Work to do
1 - Translate the following sentence from the functional equations post into French: "Before writing a solution, let me say that I think it is a fun exercise for undergraduate students, and only calculus is required for solving it, so if you want to try it now is your chance."
2 - Write out the stretch of the functional equations post from "## Month: May, 2013" through "equations gone (part I)".
3 - In the functional equations post, what kind of solutions to the equation (FE) does the stated problem ask the reader to find?

Passage
## Month: May, 2013

### Where have all the functional equations gone (part II)

I’ll start off exactly where I stopped in the previous post: I will tell you my solution to the problem my PDEs lecturer (and later master’s thesis advisor) Paneah gave us:

Problem: Find all continuously differentiable solutions to the following functional equation:

(FE) $f(t) = f\left(\frac{t+1}{2} \right) + f \left(\frac{t-1}{2} \right) \,\, , \,\, t \in [-1,1] .$

Before writing a solution, let me say that I think it is a fun exercise for undergraduate students, and only calculus is required for solving it, so if you want to try it now is your chance.

### Where have all the functional equations gone (part I)

Recorded data
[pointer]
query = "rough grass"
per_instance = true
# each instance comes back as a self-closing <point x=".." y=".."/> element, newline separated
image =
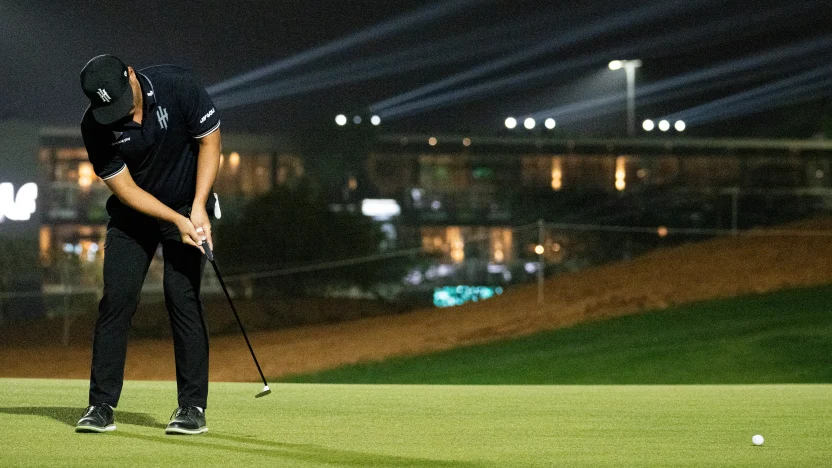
<point x="781" y="337"/>
<point x="454" y="426"/>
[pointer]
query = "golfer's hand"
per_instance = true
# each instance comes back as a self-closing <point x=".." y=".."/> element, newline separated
<point x="202" y="225"/>
<point x="188" y="233"/>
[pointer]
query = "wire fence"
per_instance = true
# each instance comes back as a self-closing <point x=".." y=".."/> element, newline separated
<point x="499" y="258"/>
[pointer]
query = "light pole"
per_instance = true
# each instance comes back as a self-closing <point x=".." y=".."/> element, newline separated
<point x="629" y="67"/>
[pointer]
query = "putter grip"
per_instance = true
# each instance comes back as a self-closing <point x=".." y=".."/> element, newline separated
<point x="208" y="252"/>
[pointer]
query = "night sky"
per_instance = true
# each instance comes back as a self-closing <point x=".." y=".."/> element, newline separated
<point x="45" y="44"/>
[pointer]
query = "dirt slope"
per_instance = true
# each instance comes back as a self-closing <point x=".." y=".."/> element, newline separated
<point x="715" y="268"/>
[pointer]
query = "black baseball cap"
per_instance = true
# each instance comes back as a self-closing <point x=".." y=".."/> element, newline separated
<point x="105" y="82"/>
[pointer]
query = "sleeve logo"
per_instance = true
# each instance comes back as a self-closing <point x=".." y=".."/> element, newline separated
<point x="205" y="117"/>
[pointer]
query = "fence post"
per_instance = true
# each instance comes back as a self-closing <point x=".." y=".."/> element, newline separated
<point x="67" y="322"/>
<point x="540" y="264"/>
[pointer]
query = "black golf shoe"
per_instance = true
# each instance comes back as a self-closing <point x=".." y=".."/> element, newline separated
<point x="187" y="420"/>
<point x="96" y="418"/>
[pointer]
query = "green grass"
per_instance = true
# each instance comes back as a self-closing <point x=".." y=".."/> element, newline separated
<point x="412" y="425"/>
<point x="783" y="337"/>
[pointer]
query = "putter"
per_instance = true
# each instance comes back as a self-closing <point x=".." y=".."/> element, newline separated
<point x="208" y="253"/>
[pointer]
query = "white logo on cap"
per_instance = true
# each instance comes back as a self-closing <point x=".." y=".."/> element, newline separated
<point x="103" y="95"/>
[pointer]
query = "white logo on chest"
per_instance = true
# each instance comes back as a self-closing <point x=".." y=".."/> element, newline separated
<point x="20" y="207"/>
<point x="162" y="115"/>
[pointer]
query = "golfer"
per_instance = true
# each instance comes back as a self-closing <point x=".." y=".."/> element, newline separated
<point x="153" y="137"/>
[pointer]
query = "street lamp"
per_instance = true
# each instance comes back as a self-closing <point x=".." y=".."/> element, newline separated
<point x="629" y="67"/>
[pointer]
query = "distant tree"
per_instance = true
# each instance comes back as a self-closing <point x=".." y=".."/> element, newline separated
<point x="19" y="262"/>
<point x="294" y="227"/>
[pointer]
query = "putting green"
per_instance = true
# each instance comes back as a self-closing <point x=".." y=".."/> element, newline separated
<point x="415" y="425"/>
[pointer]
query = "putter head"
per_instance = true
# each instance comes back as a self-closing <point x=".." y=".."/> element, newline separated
<point x="266" y="391"/>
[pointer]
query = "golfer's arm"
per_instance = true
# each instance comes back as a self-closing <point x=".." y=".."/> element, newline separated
<point x="125" y="188"/>
<point x="207" y="165"/>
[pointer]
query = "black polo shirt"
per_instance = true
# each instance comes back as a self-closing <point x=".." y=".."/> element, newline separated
<point x="161" y="153"/>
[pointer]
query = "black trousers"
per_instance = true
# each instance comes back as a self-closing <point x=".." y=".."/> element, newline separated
<point x="129" y="248"/>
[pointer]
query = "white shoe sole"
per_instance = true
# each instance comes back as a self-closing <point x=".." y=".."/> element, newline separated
<point x="87" y="429"/>
<point x="177" y="430"/>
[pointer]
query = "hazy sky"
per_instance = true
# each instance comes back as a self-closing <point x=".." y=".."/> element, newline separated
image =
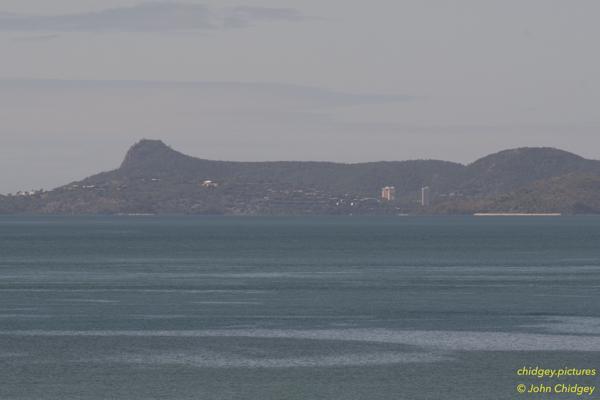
<point x="342" y="80"/>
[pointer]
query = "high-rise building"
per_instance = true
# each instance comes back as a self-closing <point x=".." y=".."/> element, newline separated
<point x="388" y="193"/>
<point x="425" y="196"/>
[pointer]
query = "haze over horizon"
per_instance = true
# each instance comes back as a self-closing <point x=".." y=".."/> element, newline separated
<point x="249" y="80"/>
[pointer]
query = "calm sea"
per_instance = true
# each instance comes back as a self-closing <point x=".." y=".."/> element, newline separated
<point x="294" y="308"/>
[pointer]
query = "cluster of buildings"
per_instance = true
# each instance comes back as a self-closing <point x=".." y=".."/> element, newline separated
<point x="388" y="193"/>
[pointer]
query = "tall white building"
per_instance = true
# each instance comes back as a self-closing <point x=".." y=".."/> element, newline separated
<point x="425" y="196"/>
<point x="388" y="193"/>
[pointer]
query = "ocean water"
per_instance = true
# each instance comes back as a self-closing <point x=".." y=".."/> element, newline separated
<point x="295" y="308"/>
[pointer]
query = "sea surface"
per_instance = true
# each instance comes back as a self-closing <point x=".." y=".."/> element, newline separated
<point x="344" y="308"/>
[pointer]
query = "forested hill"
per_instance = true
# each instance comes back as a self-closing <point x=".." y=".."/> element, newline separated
<point x="154" y="178"/>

Answers for the exercise
1 - Avant d'écrire une solution, permettez-moi de dire que je pense qu'il s'agit d'un exercice amusant pour des étudiants de premier cycle, et que seul le calcul différentiel et intégral est nécessaire pour le résoudre ; donc, si vous voulez essayer, c'est le moment.

2 -
## Month: May, 2013

### Where have all the functional equations gone (part II)

I’ll start off exactly where I stopped in the previous post: I will tell you my solution to the problem my PDEs lecturer (and later master’s thesis advisor) Paneah gave us:

Problem: Find all continuously differentiable solutions to the following functional equation:

(FE) $f(t) = f\left(\frac{t+1}{2} \right) + f \left(\frac{t-1}{2} \right) \,\, , \,\, t \in [-1,1] .$

Before writing a solution, let me say that I think it is a fun exercise for undergraduate students, and only calculus is required for solving it, so if you want to try it now is your chance.

### Where have all the functional equations gone (part I)

3 - All continuously differentiable solutions.